• **WHAT IS BEING ASKED**
Transcribe, exactly as they appear, only the lines from the one holding "Target: tree bark" through the end of the entries below.

• **EXERCISE MATERIALS**
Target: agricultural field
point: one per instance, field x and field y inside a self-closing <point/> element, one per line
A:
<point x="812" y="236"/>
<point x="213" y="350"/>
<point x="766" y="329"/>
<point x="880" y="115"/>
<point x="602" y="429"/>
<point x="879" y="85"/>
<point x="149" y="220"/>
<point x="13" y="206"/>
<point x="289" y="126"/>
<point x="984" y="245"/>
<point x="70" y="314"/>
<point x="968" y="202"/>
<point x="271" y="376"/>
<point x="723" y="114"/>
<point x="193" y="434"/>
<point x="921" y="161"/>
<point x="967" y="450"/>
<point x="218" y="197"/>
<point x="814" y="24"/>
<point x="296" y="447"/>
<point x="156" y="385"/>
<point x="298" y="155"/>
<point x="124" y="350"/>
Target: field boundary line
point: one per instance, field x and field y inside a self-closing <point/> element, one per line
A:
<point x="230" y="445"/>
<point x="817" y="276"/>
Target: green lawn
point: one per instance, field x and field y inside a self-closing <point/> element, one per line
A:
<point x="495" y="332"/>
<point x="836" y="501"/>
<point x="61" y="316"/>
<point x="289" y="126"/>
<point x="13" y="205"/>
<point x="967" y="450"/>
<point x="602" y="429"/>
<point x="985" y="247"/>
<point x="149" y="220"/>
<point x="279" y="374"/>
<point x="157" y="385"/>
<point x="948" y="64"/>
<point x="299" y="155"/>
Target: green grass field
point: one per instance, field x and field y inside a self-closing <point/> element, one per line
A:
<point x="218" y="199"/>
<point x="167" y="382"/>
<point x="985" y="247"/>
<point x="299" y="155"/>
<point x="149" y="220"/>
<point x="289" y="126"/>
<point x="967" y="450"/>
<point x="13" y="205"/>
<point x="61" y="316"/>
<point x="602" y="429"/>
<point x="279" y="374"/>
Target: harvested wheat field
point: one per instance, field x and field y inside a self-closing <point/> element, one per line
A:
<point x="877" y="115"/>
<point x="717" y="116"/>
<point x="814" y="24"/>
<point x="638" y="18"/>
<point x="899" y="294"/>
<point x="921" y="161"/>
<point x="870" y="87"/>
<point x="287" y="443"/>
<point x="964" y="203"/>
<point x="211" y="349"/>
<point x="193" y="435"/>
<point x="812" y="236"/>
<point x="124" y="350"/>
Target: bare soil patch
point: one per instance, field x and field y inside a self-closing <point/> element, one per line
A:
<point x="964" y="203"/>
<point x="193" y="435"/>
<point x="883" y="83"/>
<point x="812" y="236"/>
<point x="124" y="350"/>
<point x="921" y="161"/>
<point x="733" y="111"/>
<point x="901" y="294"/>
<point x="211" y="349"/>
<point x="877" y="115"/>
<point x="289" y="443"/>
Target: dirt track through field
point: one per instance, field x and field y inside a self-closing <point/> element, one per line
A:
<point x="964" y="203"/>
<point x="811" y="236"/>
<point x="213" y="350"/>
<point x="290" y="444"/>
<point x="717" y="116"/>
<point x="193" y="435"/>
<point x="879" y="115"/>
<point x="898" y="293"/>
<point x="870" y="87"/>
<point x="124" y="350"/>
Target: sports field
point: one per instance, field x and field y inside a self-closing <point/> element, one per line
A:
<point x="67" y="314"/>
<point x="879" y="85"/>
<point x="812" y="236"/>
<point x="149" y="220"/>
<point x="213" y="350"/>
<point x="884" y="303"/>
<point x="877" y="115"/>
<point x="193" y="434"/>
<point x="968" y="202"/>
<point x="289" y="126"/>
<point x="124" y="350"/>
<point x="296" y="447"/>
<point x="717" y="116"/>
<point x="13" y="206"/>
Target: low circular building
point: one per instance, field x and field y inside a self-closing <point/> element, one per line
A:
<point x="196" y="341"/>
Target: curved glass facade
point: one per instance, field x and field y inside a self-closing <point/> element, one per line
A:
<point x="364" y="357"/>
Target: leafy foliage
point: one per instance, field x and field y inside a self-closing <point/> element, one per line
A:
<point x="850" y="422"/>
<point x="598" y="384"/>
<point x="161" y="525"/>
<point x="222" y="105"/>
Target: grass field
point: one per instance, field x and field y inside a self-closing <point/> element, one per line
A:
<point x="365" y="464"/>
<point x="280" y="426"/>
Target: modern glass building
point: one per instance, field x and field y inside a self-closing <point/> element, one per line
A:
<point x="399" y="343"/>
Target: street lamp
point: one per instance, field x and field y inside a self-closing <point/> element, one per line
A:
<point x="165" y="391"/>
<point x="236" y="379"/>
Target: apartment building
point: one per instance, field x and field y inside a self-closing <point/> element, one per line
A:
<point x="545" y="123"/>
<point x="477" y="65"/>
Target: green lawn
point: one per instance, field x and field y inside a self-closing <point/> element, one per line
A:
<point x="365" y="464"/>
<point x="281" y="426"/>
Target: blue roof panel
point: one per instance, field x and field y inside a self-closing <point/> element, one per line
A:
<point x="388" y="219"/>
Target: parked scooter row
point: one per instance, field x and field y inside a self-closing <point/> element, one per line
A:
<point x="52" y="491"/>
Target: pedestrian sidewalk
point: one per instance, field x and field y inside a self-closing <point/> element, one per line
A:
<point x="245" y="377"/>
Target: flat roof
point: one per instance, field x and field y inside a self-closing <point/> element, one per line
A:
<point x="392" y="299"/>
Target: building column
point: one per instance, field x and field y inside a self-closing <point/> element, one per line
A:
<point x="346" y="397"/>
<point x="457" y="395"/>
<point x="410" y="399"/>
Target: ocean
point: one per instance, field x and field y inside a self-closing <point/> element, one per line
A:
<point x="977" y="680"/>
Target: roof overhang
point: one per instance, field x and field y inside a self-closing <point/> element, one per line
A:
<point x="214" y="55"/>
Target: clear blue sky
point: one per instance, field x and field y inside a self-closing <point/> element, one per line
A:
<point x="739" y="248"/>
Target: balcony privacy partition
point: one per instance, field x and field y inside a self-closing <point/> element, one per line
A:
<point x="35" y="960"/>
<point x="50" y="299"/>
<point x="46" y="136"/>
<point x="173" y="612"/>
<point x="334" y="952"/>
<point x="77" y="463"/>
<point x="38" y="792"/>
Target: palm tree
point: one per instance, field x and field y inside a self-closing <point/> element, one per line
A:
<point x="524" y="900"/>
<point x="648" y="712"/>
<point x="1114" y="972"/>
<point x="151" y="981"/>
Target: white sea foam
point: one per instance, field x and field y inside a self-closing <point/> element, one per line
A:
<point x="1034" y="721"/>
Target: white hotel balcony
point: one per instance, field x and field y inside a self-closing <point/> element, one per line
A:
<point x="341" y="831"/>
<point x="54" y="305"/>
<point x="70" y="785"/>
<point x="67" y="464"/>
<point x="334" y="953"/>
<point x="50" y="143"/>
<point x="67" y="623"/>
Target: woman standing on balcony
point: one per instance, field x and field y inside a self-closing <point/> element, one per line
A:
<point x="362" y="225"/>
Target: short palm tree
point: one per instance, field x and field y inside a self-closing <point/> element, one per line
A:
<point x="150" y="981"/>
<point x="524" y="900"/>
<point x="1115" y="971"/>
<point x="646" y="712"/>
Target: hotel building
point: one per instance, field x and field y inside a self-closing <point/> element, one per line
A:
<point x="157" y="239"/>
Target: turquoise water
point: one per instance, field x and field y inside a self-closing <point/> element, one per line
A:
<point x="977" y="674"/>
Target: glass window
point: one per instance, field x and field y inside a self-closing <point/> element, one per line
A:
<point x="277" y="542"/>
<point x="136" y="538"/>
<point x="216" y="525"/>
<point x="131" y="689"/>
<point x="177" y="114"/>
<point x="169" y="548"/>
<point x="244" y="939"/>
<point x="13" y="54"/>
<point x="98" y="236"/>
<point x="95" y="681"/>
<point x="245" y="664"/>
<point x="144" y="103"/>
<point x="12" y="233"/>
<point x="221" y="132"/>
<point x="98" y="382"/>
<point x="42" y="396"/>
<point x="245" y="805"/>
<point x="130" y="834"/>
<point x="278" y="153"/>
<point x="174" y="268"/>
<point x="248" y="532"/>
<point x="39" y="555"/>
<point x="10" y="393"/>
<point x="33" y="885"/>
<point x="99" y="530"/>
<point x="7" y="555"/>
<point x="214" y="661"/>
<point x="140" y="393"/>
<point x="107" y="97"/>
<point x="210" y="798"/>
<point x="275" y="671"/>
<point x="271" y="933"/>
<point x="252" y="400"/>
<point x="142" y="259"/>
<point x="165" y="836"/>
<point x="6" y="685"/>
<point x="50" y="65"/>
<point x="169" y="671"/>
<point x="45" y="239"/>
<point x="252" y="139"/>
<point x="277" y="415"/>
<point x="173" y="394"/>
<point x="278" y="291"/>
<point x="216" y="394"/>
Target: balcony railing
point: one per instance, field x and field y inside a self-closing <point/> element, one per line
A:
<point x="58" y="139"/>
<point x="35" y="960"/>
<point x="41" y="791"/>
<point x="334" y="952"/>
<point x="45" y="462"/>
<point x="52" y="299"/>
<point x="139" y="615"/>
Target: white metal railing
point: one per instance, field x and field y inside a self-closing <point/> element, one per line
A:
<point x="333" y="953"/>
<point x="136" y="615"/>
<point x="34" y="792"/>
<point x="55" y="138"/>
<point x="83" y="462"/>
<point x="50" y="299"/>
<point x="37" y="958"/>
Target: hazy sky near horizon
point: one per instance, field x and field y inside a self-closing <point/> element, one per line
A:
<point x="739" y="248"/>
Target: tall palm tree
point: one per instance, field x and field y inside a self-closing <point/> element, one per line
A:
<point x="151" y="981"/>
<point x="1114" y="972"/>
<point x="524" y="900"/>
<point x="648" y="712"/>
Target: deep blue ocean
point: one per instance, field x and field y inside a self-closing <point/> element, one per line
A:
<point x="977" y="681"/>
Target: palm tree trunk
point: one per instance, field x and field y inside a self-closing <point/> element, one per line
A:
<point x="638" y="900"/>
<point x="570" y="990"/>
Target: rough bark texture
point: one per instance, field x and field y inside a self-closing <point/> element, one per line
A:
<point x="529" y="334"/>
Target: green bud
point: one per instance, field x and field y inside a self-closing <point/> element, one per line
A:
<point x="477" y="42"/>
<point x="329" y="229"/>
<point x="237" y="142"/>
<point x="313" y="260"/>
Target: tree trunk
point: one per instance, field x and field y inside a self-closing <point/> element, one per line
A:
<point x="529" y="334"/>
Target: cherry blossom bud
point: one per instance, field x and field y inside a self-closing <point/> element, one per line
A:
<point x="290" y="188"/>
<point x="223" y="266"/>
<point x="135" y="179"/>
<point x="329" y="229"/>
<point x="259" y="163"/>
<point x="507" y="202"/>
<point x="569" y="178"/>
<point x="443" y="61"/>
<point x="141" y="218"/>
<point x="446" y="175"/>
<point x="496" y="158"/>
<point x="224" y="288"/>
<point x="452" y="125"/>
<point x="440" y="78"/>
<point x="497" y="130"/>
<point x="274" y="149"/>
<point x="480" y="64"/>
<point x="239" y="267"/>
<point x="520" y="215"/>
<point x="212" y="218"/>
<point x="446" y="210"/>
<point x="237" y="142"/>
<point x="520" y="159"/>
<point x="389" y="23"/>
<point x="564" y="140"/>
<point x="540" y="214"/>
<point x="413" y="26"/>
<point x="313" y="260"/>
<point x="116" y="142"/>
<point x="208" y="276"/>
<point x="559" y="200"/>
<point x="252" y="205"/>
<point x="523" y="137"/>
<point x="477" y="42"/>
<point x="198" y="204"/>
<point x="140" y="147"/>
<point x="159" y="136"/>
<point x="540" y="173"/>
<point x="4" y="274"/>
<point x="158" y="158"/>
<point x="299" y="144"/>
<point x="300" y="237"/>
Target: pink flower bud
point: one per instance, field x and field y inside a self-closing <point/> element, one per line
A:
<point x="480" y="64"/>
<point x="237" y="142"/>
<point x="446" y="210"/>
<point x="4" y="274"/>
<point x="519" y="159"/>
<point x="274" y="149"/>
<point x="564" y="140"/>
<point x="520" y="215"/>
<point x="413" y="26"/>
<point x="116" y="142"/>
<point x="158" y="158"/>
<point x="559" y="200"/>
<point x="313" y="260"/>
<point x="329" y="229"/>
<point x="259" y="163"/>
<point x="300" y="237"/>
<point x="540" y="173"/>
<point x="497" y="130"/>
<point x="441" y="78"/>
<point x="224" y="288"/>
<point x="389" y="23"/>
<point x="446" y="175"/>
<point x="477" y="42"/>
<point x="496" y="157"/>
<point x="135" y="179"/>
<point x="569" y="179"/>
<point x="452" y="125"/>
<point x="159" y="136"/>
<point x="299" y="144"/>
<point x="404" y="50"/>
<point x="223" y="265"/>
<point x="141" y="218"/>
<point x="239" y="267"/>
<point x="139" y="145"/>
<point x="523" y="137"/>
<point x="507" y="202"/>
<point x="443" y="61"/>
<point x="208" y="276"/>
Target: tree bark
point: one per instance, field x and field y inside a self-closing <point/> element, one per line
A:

• **PROBLEM SOLUTION**
Target: tree bark
point: one per instance, field x and field y inside a self-closing <point/> element, one per line
A:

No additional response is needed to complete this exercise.